:: PASSAGE ::
Even if the Russian flat tax system was producing more revenues than under a progressive system, and even if it, rather than the price of oil, were responsible for recent increases in Russian GDP, Hellevig's propaganda would still be entirely bogus. In a really great year, Russia might have 8% GDP growth. Let's say it's all due to the miraculous liberal tax policies of Putin the spy. On a base of $750 billion, that's $60 billion in growth. Russia has 140 million people. If you divide that sum of $60 billion equally among them, you get a paltry sum of $425 per person per year, or $1.75 per person per day. Only a sociopath, a true hater of the Russian people, could consider that an indication of prosperity that justifies retaining the current administration. Just 2% GDP growth on America's base of $12 trillion produces $240 billion -- four times as much money in total and twice as much per capita as Russia gets from eight times more growth.

And finally, Hellevig totally ignores that Russia's GDP growth never gets close to being equally divided among the citizens. Russia is famous for having massive societal corruption and a tiny clan of superrich oligarchs who gobble up the nation's wealth and leave nothing but crumbs for the commoners. That's why Russia is a world leader in both billionaires and beggars. Their poverty explains why they are dying off so rapidly; despite record waves of immigration as Slavs return to Russia from the far corners of the Soviet empire, Russia still loses up to 1 million from its population every year. This situation, polarized wealth, is exactly what prevailed in Russia 100 years ago and led to the Bolshevik Revolution. In the name of Ronald Reagan, this madman is actually baiting the return of communism to compliment Russia's already established neo-Soviet dictatorship. And all so he can line his pockets for a while!
:::
EXERCISE
Write the next part of the passage on Russia's flat tax and GDP growth, picking up after its final sentence. The data that comes next has no connection to the text.
:: DATA SHOWN ::
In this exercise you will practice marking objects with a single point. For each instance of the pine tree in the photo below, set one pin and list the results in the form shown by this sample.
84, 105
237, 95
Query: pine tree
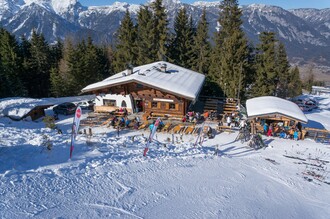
294, 83
145, 47
266, 75
181, 51
126, 50
229, 63
201, 47
38, 66
283, 71
10, 66
160, 30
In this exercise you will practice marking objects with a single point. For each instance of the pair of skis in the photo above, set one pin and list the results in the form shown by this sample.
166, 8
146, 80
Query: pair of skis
200, 136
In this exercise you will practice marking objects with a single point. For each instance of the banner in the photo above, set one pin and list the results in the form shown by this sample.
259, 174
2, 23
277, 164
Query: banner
:::
RESPONSE BELOW
Perhaps Hellevig's most outrageous statement, though, is reserved for his attack on the United States. He writes: "We can also compare the Russian GDP as a share of e.g. of the USA figure, and see how fast Russia is closing the gap. The Russian GDP per capita which still in 2000 was 1/20 of the US level is today 1/7, and according to the purchasing parity figure approximately 1/3 of the US level." In fact, during the 2000-2005 period described above during which Russia added $500 billion to its GDP, the U.S. GDP soared from $9.7 trillion to $12.5 trillion, adding nearly $3 trillion in value according to the World Bank's data as reported by Reuters. In other words, the U.S. added six times more value to its GDP than Russia during the same period. In 2000, according to the World Bank data, the gap between Russia's GDP and Ameria's was roughly $9.5 trillion. Today, that gap stands at over $11 trillion. In other words, the gap between America and Russia has dramatically widened, not narrowed. On a per capita basis, according to the World Bank, the gap between America and Russia in 2000 was $32,700; today, it stands at $39,700. Here again, the gap has significantly widened, not narrowed. And this ignores the impact of inflation. During this same period, America averaged 2.25% consumer price inflation, while Russia's rate was nearly ten times higher, 20.5%. Hellevig, again, simply ignores this fact. One must give him credit for, if nothing else, being such an apt student of Soviet propaganda techniques.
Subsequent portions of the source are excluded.